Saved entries
####################

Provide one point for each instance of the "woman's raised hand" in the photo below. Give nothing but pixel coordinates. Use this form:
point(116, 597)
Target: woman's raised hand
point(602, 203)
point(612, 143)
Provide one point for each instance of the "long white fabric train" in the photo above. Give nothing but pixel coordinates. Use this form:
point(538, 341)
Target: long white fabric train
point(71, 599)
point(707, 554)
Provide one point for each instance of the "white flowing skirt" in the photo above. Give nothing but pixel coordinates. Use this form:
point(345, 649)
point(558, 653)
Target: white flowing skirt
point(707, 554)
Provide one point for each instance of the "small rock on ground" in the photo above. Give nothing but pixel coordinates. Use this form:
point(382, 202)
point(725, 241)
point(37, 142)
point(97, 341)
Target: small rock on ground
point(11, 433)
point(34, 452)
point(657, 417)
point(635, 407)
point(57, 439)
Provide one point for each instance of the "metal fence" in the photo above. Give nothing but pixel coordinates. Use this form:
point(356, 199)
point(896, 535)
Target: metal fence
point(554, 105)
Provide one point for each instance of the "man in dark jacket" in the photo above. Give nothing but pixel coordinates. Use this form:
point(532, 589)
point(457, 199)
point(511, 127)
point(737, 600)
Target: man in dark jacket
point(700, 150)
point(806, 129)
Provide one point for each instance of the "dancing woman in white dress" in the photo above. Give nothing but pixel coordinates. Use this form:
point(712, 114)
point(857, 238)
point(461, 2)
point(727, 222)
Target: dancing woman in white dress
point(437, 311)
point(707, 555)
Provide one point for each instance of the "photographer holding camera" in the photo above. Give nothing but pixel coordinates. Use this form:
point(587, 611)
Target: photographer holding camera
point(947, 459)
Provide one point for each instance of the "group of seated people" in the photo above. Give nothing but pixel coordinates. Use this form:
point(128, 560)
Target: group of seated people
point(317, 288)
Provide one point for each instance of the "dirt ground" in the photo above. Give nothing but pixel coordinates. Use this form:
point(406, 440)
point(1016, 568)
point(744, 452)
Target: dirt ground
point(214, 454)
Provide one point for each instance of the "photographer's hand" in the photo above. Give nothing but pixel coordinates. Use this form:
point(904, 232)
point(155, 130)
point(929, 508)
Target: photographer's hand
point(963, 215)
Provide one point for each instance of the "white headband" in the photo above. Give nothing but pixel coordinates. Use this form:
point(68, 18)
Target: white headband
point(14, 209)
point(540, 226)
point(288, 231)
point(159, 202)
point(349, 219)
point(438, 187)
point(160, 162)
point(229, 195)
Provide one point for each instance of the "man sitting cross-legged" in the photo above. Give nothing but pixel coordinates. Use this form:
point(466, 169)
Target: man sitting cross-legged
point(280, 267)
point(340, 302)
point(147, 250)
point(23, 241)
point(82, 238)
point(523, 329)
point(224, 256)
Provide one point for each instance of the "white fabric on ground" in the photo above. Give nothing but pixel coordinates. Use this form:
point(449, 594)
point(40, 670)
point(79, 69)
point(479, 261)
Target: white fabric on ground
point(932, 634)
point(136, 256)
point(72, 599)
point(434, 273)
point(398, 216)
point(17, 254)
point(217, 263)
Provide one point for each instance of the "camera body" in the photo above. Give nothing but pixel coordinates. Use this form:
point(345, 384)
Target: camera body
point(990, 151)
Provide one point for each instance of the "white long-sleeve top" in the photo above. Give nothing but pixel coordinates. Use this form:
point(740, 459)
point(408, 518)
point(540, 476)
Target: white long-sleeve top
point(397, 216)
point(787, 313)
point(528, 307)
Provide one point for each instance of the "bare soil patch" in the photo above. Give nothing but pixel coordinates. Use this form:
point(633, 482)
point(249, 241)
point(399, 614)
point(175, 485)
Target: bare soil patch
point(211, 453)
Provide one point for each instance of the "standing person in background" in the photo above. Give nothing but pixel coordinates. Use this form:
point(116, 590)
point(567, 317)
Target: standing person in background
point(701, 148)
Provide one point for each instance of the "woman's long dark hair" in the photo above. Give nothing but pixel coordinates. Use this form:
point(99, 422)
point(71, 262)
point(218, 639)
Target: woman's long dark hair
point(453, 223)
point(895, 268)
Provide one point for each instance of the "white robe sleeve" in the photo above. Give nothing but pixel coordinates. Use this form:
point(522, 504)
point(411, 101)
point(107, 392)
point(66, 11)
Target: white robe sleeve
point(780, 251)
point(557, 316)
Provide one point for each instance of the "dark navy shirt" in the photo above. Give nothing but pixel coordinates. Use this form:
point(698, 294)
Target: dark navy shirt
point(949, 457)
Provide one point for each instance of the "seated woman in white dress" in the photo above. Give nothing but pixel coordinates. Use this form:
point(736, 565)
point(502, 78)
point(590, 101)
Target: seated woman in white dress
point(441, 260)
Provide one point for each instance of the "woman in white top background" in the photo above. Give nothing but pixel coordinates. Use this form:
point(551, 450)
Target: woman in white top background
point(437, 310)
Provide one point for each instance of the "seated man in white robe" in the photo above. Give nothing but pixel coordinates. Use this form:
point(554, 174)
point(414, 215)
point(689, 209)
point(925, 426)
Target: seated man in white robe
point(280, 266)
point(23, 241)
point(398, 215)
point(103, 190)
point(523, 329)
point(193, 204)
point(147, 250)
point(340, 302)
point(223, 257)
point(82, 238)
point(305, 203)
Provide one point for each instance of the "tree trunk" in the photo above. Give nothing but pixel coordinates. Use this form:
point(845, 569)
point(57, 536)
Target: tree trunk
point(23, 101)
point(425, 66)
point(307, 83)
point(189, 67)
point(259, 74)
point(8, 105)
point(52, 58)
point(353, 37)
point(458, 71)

####################

Reproduce the data, keeping every line exactly the same.

[Solution to this problem]
Provide one point for each instance of the "woman's raised hand" in the photo below. Give nothing but pixel coordinates. Use this form:
point(116, 597)
Target: woman's raised hand
point(602, 203)
point(612, 143)
Provide one point for each instance of the "long white fabric train" in the photo above. Give nothing but pixel coordinates. Use this form:
point(538, 341)
Target: long white fabric train
point(71, 599)
point(707, 554)
Provide one point for each instance of the "white flowing skirt" in the photo above. Give nothing but pixel coordinates. Use this form:
point(345, 649)
point(558, 653)
Target: white flowing skirt
point(707, 554)
Provide one point for each instance of the "small rock on ground" in the photo above. Give nothing but pixel coordinates. Use this form:
point(382, 202)
point(725, 241)
point(37, 142)
point(97, 341)
Target: small rock on ground
point(11, 433)
point(34, 452)
point(657, 417)
point(635, 407)
point(57, 439)
Provide one point for each instance of the "metal fence" in the photo above. Give nothing but pixel coordinates. Use this form:
point(356, 199)
point(896, 535)
Target: metal fence
point(554, 105)
Provide one point for each instance of the "man in dark jacket" in the photo above. Give nothing but pixel coordinates. Use this form:
point(532, 589)
point(457, 199)
point(511, 127)
point(737, 600)
Target: man in dark jacket
point(700, 150)
point(806, 129)
Provide one point for each instance of the "dancing woman in white dress" in the photo above. Give nothing but pixel coordinates. Use this form:
point(712, 114)
point(857, 238)
point(461, 2)
point(727, 222)
Target: dancing woman in white dress
point(437, 311)
point(707, 555)
Provide one point for each instance of the "photographer holding camera" in the photo above. Give nothing but pixel coordinates. Use this form:
point(587, 611)
Target: photographer holding camera
point(947, 459)
Provide one point for each instance of the "group of seated people" in the photo above. Give nothing but pixel coordinates. Use this form:
point(128, 560)
Target: group of seated people
point(317, 288)
Provide one point for each instance of the "dirt ground" in the photo above. Give nothing but pixel coordinates. Use this form:
point(406, 440)
point(1016, 568)
point(744, 452)
Target: dirt ground
point(214, 454)
Provide one point for each instance of the "photographer's hand" in the photo above. Give nothing but pixel coordinates. Use this form:
point(904, 232)
point(155, 130)
point(929, 508)
Target: photographer's hand
point(963, 215)
Provide one point for each instance of the "white headband" in the photo above. Give nothing but pixel coordinates. Use this form:
point(68, 18)
Target: white headband
point(14, 209)
point(540, 226)
point(288, 231)
point(159, 202)
point(349, 219)
point(438, 187)
point(160, 162)
point(229, 195)
Provide one point for each instance of the "man sitting cross-legged" in the photo above. Give nothing but pixel coordinates. Use this form:
point(466, 169)
Target: man sitting cross-legged
point(280, 267)
point(340, 302)
point(147, 250)
point(23, 241)
point(82, 238)
point(523, 329)
point(224, 256)
Provide one point for each instance of the "white fabric on ground" in the photo above. Give nothing but pixel coordinates. Use this form:
point(449, 594)
point(40, 670)
point(79, 69)
point(479, 261)
Target: white fabric on ground
point(932, 634)
point(136, 256)
point(72, 599)
point(434, 273)
point(398, 216)
point(17, 254)
point(217, 263)
Provide one point for each instance of the "camera body" in the photo above. Give nothing but pixel coordinates. Use this form:
point(345, 384)
Target: camera body
point(990, 151)
Provide one point for each instance of the "white long-sleeve top" in the photo above. Give nothing but pixel coordinates. Use this form:
point(740, 459)
point(408, 518)
point(540, 476)
Target: white long-sleeve top
point(397, 216)
point(787, 313)
point(528, 307)
Provide one point for each instance of the "bare soil patch" in the photo above. Give nothing but pixel coordinates. Use this form:
point(633, 482)
point(249, 241)
point(399, 614)
point(175, 485)
Target: bare soil patch
point(211, 453)
Provide one point for each instance of the "standing person in background" in the photo above. Give nothing but pixel coordinates. Use this form:
point(116, 590)
point(567, 317)
Target: standing person in background
point(701, 148)
Provide one point for each instance of the "woman's long dark hair" in the photo above. Give nothing but pixel coordinates. Use this form:
point(99, 422)
point(71, 262)
point(218, 639)
Target: woman's long dark hair
point(453, 223)
point(895, 268)
Provide one point for each instance of the "white robe sleeve" in the photo above. Give nothing but pixel coordinates. Use this form:
point(522, 504)
point(411, 101)
point(107, 392)
point(66, 11)
Target: white robe sleeve
point(780, 251)
point(557, 316)
Provide one point for each instance of the "dark navy shirt" in the photo above. Give nothing but pixel coordinates. Use this form:
point(698, 294)
Target: dark navy shirt
point(949, 457)
Provide one point for each instance of the "seated woman in white dress" in the photo above. Give nothing but pixel coordinates. Use this form:
point(736, 565)
point(502, 78)
point(590, 101)
Target: seated woman in white dress
point(441, 260)
Provide one point for each instance of the "woman in white top background" in the photo above. Give nothing but pixel coordinates. Use this form:
point(551, 450)
Target: woman in white top background
point(437, 310)
Provide one point for each instance of the "seated man in white robe" in the photo above. Give nothing but pixel coordinates. Use this form:
point(554, 174)
point(414, 215)
point(689, 209)
point(925, 426)
Target: seated man in white robe
point(280, 266)
point(23, 241)
point(398, 215)
point(103, 190)
point(523, 329)
point(193, 204)
point(147, 250)
point(340, 302)
point(223, 257)
point(82, 238)
point(305, 203)
Provide one point for each instance of the "tree trunk" in the photo above. Give nothing but pixel coordinates. Use this form:
point(845, 569)
point(57, 536)
Target: tree trunk
point(23, 101)
point(425, 66)
point(307, 83)
point(189, 67)
point(259, 74)
point(8, 105)
point(52, 58)
point(353, 37)
point(458, 71)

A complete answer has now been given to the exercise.